** How to complete this task **
Please find the lines in the following records that hold "below", and copy them.

** Data extracts **
►

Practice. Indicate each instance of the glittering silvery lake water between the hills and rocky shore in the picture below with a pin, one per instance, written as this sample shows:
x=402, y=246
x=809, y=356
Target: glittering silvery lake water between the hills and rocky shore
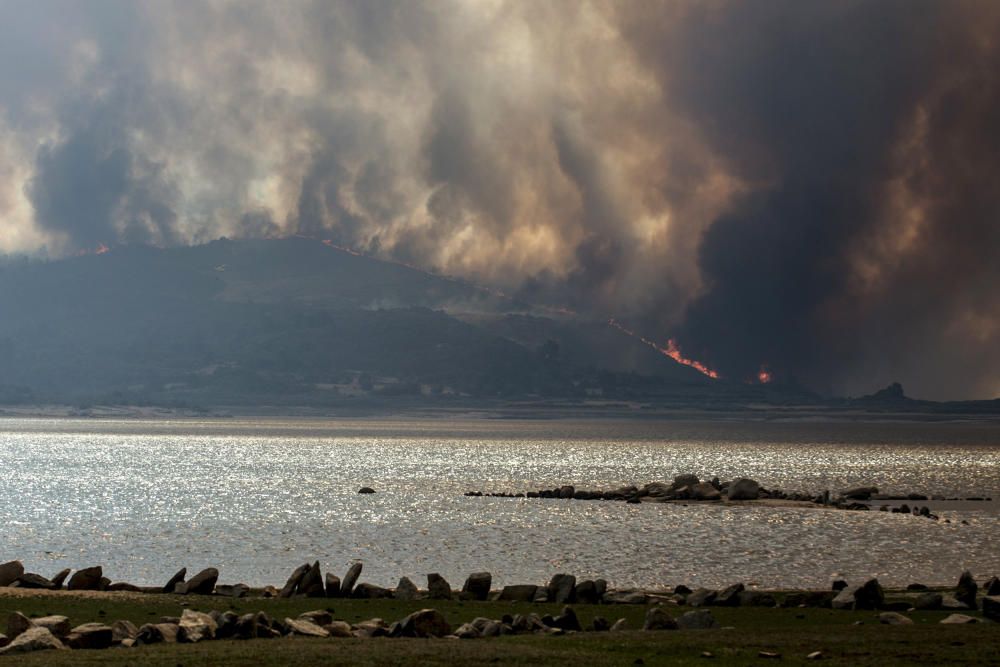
x=255, y=498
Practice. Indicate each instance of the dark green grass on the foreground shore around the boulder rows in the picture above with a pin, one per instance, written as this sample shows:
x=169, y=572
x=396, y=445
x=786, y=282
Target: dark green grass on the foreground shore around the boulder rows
x=794, y=633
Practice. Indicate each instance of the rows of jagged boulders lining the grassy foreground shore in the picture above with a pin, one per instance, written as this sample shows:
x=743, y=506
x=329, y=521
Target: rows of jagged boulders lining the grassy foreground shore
x=55, y=632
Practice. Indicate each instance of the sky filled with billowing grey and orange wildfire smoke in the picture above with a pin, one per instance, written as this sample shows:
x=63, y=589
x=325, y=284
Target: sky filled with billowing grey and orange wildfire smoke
x=809, y=186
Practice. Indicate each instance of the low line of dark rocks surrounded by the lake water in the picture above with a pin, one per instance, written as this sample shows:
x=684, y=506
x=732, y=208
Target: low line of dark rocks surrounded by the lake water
x=689, y=487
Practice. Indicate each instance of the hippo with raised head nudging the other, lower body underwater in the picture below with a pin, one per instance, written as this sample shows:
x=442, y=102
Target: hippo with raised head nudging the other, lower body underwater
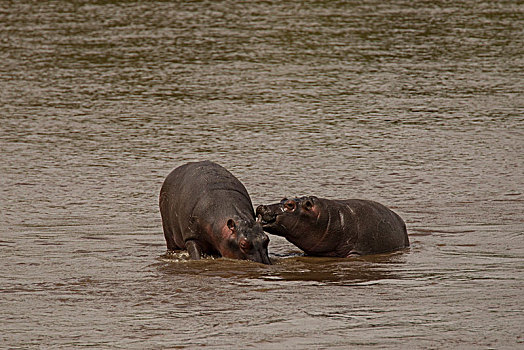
x=337, y=228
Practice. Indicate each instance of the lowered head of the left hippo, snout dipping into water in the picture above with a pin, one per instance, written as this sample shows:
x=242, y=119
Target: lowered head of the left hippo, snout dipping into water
x=246, y=240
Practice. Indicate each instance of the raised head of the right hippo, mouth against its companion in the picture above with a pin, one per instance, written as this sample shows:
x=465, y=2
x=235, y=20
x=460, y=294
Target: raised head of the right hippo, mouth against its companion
x=295, y=219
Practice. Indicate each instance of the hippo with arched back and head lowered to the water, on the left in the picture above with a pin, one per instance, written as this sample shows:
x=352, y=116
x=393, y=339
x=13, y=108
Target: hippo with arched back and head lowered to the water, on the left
x=207, y=210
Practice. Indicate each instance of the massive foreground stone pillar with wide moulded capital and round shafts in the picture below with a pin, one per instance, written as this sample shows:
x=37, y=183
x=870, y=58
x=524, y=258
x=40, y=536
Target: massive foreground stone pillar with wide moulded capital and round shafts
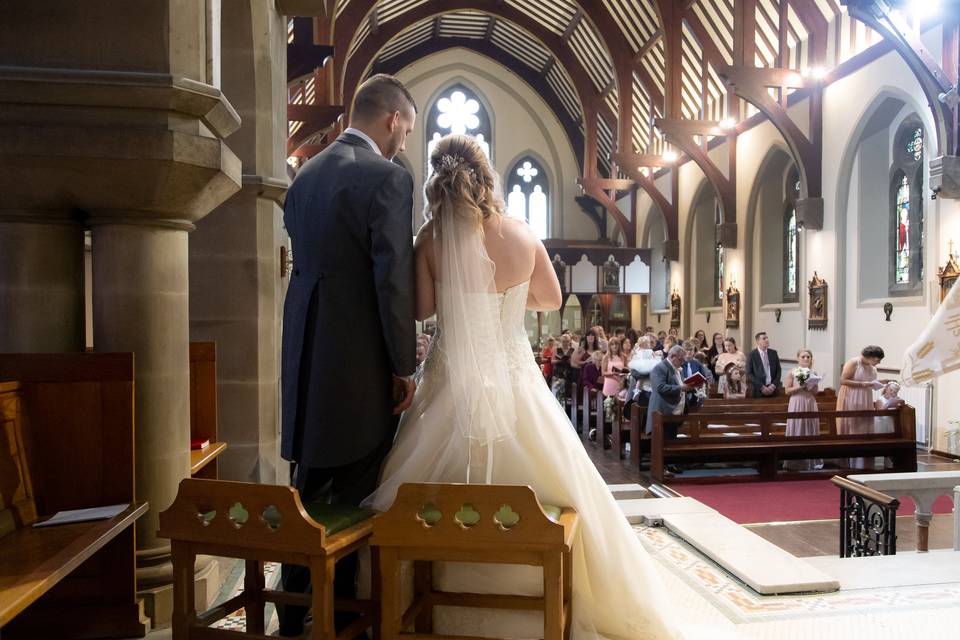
x=111, y=109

◄

** Result of the exercise **
Practice. Indicate each instance of the glittering silvery lake water between the hills and rocky shore in the picture below with a pin, one per instance, written as this sample shows:
Practice. Indicate each instance of the hippo with raised head nudging the other, lower body underwater in the picture below with a pin, one per instance, written as this sample shows:
Practice. Indicate each instance of the massive foreground stone pillar with wide moulded capital and round shafts in the picture below with a pin, one per instance, written as this sample shows:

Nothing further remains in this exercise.